_Excerpt to read_.
/---

Saturday, March 12, 2016

Explaining Trumpism
Robert Kagan, Neo-Conservative Analyst from Brookings, who worked in the State Department under President Reagan and has advised Republican and Democratic officials on foreign policy ever since argues persuasively that the rise of Trump is rooted in what Republican Party leadership has been teaching its members for a long time.  Kagan asks…

“Was it not the party’s wild obstructionism…the insistence that compromise was betrayal…the party’s accommodation to and exploitation of the bigotry in its ranks…the Obama hatred, a racially tinged derangement syndrome that made any charge plausible and any opposition justified…that taught Republican voters that government…even parties themselves were things to be overthrown, evaded, ignored, insulted, laughed at?”

And he concludes that…

“…Trump’s legion of “angry” people…are angry about all the things Republicans have told them to be angry about these past 7½ years…”

Here is Kagan’s full commentary from the Washington Post, arguing that party elites have been saturating communication channels with a public pedagogy for at least a decade designed to teach Republicans that obstruction is patriotic and that leadership by insult and ridicule is at the core of their brand.

Ramesh Ponnuru, Senior Editor at the conservative National Review, disagrees with Kagan (sort of) and his critique appeared in today’s Akron Beacon Journal.

\---

_Dataset extract_.
/---

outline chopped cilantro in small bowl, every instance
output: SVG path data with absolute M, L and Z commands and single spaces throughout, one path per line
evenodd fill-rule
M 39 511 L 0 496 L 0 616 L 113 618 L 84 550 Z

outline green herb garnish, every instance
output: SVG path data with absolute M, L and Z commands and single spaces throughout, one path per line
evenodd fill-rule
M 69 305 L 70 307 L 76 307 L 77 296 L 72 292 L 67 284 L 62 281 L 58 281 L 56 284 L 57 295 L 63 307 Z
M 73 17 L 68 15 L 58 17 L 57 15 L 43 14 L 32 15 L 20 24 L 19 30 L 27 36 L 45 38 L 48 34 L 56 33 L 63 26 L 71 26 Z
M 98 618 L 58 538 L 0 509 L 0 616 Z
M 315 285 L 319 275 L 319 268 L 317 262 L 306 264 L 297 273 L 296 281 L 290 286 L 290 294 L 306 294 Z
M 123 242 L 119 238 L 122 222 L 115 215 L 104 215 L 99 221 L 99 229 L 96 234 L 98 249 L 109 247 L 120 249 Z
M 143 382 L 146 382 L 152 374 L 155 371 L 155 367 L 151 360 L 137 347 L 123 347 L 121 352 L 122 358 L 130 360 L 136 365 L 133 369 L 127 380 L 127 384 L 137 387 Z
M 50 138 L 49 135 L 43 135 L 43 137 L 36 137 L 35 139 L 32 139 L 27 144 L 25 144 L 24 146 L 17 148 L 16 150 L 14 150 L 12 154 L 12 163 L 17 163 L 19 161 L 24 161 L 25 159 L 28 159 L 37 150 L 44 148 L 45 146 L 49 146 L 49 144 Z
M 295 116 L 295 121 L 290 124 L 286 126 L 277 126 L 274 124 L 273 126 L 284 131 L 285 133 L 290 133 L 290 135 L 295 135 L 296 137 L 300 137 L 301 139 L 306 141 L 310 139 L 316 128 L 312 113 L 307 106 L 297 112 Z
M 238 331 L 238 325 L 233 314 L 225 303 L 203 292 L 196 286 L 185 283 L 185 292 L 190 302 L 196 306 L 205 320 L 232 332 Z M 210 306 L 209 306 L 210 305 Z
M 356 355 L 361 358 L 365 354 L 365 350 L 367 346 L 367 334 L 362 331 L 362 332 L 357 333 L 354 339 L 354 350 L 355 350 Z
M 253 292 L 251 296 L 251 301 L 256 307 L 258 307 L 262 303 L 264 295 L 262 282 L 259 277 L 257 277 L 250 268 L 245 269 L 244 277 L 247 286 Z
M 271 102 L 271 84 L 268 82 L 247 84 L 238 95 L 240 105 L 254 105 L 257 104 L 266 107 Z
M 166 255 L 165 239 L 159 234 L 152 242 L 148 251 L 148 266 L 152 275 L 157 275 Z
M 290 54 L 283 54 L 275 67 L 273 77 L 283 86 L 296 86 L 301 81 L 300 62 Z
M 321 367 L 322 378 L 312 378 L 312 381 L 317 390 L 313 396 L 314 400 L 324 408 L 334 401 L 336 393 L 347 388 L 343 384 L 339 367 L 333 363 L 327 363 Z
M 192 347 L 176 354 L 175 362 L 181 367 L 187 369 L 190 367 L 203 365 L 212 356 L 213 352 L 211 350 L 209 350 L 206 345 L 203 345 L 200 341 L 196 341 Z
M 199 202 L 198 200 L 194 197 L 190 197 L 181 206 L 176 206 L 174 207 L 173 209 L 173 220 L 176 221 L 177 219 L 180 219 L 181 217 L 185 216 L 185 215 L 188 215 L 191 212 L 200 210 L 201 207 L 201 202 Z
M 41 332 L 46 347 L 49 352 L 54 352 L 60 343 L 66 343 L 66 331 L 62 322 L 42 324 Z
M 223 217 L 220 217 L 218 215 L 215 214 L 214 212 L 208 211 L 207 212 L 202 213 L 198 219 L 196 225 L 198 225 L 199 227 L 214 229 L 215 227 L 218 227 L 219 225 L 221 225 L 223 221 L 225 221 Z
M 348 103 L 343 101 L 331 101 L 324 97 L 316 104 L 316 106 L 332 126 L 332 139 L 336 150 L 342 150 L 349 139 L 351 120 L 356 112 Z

\---
/---

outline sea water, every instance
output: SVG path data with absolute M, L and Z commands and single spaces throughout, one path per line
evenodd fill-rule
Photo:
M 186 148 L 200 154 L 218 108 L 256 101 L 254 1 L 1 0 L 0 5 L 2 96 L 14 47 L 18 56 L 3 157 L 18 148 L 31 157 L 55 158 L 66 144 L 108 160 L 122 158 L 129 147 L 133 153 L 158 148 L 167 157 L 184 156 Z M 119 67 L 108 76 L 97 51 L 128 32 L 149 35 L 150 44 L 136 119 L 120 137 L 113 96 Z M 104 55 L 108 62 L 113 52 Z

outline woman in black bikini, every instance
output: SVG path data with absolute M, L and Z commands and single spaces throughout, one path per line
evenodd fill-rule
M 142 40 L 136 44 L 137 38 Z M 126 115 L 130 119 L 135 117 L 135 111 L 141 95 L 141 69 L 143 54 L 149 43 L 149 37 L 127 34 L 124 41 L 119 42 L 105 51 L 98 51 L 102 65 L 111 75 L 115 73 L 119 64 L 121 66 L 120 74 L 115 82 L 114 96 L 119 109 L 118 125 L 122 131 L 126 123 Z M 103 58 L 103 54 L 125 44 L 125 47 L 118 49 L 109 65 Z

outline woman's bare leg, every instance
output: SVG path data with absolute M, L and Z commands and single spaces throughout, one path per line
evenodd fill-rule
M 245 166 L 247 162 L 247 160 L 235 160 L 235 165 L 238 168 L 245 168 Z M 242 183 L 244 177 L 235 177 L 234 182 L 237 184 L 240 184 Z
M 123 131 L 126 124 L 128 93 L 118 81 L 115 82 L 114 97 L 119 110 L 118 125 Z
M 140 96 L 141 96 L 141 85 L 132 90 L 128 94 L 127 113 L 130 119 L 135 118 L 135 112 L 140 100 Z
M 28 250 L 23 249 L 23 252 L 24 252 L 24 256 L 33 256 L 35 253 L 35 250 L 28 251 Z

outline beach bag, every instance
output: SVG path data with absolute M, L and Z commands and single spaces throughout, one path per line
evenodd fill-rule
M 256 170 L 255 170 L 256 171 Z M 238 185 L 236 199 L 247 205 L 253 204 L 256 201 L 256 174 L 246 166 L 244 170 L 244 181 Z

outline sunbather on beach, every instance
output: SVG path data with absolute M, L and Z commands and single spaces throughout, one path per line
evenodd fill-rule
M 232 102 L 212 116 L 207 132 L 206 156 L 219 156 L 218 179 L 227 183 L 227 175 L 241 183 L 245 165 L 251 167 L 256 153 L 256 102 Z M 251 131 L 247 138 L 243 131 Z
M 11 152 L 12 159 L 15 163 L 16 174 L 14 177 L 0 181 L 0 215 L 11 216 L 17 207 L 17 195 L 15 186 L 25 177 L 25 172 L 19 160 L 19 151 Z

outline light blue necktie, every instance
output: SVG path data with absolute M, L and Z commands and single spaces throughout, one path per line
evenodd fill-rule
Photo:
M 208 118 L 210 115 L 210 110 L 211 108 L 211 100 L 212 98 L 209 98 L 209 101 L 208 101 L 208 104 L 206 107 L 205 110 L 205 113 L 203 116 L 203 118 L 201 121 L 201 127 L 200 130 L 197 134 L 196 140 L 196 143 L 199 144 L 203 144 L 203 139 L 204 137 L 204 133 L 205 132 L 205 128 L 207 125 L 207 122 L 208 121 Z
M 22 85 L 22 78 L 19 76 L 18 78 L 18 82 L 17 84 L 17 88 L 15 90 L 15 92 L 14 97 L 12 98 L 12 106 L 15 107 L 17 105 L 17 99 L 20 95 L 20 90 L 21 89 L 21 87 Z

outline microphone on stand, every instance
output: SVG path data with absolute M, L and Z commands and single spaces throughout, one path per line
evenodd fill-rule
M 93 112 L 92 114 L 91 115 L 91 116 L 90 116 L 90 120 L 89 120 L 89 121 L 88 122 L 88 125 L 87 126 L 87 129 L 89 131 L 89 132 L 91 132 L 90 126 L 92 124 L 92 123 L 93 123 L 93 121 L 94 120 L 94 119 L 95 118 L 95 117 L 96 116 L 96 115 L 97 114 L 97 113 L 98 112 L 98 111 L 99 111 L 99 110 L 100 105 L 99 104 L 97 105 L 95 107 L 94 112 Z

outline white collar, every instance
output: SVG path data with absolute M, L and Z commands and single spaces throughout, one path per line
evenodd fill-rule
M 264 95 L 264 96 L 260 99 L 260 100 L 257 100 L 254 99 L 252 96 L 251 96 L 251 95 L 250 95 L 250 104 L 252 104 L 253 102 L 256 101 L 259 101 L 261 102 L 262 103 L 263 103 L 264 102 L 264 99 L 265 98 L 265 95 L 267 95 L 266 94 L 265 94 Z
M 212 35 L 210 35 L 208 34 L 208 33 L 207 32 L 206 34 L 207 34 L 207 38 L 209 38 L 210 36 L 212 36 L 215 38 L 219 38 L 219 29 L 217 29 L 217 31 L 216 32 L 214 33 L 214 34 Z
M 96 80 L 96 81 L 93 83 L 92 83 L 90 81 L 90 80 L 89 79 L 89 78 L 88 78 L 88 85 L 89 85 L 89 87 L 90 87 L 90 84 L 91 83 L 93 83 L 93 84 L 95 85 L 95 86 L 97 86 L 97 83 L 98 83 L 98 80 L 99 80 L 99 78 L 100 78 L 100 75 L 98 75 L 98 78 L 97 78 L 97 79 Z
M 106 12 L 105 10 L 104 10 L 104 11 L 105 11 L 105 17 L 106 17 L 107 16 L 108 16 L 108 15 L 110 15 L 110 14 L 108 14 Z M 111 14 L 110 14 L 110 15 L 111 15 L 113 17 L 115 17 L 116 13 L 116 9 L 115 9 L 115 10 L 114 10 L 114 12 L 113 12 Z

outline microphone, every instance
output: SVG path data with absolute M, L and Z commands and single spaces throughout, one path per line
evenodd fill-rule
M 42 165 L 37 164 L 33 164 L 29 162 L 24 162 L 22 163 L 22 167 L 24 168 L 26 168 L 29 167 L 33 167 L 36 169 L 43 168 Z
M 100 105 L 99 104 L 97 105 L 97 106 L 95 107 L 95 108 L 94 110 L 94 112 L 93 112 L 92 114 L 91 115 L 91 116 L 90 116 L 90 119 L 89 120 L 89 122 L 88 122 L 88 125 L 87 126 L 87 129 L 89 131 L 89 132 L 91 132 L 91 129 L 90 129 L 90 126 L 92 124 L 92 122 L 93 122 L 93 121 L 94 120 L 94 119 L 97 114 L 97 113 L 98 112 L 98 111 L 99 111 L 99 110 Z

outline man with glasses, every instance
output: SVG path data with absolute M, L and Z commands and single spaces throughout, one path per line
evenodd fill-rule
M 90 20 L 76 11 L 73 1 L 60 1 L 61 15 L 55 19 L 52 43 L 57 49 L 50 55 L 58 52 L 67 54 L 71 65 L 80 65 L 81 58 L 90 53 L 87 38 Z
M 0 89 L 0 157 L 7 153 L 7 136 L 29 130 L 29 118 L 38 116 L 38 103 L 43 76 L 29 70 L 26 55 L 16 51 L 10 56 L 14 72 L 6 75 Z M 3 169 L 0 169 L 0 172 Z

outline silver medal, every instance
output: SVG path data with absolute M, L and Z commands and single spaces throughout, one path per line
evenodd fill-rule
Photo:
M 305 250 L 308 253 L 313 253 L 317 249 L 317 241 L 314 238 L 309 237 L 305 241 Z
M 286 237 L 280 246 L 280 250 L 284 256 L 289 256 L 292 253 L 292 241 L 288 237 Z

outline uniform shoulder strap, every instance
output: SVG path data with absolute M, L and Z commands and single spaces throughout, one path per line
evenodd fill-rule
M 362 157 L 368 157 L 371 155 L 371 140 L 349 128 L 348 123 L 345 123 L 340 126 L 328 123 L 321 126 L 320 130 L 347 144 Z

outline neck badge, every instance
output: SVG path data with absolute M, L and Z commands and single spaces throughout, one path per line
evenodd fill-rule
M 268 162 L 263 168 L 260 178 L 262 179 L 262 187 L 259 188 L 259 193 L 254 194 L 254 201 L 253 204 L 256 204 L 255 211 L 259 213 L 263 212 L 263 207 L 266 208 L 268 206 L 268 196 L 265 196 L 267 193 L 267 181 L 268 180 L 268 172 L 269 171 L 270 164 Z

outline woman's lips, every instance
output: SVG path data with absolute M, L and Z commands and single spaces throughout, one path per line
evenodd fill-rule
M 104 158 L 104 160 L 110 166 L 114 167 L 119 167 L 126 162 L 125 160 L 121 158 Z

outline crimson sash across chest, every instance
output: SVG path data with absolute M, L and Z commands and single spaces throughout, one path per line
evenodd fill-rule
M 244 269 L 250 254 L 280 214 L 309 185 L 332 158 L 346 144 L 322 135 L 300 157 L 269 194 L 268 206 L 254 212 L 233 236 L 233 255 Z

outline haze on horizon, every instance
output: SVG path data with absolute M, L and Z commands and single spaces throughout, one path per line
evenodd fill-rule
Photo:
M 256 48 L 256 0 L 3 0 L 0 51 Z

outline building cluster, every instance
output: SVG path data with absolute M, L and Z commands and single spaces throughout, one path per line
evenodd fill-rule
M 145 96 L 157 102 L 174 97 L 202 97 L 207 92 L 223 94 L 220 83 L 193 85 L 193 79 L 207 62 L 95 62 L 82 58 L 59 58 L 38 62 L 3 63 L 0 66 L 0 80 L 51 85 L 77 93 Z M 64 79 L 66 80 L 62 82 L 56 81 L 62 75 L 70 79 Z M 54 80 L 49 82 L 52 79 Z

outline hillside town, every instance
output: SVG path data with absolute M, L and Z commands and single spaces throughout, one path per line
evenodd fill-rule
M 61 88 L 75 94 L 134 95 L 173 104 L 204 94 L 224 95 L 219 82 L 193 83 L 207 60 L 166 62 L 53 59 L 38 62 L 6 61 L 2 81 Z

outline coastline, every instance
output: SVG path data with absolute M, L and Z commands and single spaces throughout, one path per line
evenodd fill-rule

\---
/---

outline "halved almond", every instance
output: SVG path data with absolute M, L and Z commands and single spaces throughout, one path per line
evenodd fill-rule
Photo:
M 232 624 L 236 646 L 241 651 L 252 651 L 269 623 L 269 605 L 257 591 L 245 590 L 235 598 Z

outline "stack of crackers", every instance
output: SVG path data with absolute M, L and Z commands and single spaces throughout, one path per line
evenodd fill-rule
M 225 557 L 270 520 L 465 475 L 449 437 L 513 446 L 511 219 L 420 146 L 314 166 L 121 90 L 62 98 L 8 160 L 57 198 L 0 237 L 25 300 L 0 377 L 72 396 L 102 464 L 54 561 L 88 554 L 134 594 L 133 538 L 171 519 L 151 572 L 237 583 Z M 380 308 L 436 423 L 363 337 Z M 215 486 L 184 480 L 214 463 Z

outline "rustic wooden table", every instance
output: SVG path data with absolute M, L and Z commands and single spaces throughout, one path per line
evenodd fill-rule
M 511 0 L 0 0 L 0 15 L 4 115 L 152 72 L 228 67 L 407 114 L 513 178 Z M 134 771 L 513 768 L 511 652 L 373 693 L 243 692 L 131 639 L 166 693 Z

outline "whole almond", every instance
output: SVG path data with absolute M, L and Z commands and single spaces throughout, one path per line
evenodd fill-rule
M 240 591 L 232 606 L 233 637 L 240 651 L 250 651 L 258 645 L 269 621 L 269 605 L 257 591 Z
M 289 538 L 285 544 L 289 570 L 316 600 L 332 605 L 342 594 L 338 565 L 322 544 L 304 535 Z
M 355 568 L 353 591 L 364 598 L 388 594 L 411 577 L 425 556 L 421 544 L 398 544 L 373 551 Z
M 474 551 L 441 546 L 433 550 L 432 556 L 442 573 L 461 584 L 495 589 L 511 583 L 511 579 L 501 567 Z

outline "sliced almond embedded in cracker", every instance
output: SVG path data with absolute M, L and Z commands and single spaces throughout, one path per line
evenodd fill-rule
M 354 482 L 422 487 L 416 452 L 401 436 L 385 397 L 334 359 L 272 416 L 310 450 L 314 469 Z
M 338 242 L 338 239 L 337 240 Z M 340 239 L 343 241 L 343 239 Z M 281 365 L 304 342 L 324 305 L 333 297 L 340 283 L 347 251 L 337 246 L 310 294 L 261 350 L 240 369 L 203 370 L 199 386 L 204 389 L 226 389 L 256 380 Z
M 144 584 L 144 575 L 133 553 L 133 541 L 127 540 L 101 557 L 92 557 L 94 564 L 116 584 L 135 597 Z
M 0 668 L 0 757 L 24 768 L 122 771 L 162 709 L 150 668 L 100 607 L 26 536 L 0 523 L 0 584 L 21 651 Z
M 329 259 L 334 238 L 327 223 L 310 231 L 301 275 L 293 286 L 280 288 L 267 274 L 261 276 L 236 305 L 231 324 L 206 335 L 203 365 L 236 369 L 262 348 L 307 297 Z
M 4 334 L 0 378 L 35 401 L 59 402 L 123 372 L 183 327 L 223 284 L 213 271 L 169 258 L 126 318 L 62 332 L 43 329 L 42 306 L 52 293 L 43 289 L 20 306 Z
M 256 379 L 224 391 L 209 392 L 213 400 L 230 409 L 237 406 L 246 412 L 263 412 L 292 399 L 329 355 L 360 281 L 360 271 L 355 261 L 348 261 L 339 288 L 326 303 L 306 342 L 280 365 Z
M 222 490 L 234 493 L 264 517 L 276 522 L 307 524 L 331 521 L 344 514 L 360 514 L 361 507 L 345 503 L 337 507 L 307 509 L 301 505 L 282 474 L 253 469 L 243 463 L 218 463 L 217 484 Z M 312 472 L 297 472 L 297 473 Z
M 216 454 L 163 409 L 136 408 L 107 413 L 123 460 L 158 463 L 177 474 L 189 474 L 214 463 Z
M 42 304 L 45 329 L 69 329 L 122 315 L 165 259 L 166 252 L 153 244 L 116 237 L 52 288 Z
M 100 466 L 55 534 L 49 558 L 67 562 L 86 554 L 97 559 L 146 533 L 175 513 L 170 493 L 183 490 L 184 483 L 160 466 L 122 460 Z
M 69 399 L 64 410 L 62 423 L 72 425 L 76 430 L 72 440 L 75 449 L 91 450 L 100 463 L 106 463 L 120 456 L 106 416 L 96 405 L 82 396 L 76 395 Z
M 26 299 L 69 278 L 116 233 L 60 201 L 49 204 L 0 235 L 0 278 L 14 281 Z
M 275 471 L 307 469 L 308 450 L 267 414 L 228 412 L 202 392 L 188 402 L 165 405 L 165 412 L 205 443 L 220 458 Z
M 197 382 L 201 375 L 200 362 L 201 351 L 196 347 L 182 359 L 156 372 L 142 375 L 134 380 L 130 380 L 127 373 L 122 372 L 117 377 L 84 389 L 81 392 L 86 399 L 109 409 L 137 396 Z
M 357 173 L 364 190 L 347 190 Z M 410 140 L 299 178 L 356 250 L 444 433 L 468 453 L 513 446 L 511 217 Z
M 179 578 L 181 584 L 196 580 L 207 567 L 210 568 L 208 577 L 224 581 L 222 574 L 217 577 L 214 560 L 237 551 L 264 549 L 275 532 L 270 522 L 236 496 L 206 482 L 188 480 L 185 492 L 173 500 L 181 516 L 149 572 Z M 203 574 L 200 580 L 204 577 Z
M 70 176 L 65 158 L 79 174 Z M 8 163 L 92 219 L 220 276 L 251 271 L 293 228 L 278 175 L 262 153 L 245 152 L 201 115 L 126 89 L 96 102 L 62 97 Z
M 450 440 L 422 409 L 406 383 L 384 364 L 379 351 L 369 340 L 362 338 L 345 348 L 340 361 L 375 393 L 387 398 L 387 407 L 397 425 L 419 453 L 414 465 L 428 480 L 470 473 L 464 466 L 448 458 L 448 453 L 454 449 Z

\---

Please carry on the blog post explaining Trumpism, picking up after its final sentence about Ramesh Ponnuru's critique.

Ponnuru appears to agree with Kagan’s point at a very general level, beginning his response with this…

“Robert Kagan, a neoconservative writer, has a theory about Donald Trump: He has risen to the top of the Republican field because the party has taught its members to value obstruction and hate President Barack Obama.”

Ponnuru then argues that the closer we look at Kagan’s claim ‘the less plausible is appears.’ Ponnuru argues that because Trump had not called for the nullification of Supreme Court decisions (and Kagan uses that as one illustration of the public pedagogy from Republican leaders these past 7 years), therefore Kagan’s claim is less plausible.  But Kagan is illustrating obstructionism, not arguing each specific illustration is now part of the Trump campaign.

Conclusion:  Ponnuru’s critique is beside the point here.

Ponnuru then argues if party obstructionism is the explanation why is Trump’s central campaign claim that he is a deal maker?  This critique makes sense only if we ignore the context of Trump’s retreat to ‘I am a deal maker,’ since his deal maker claim appears in order to silence uncomfortable questions and to grind conversation to a halt…that is, as a form of obstructionism that is based on a phony record of business success.

Conclusion: Ponnuru’s critique here misses the point.

Ponnuru then argues that exit polls show Trump’s coalition is not limited to angry white middle-aged men.  This is a good point, because it shows that the threat posed by Trump is more serious than originally expected.  But the fact that Trump’s coalition extends beyond angry white middle-aged men is not an argument again Kagan’s claim that the rise of Trump is rooted in the party’s efforts to teach its members to obstruct and hate the president.

Conclusion:  Ponnuru adds helpful data here, but the data reinforces Kagan’s claim.  It does not challenge it.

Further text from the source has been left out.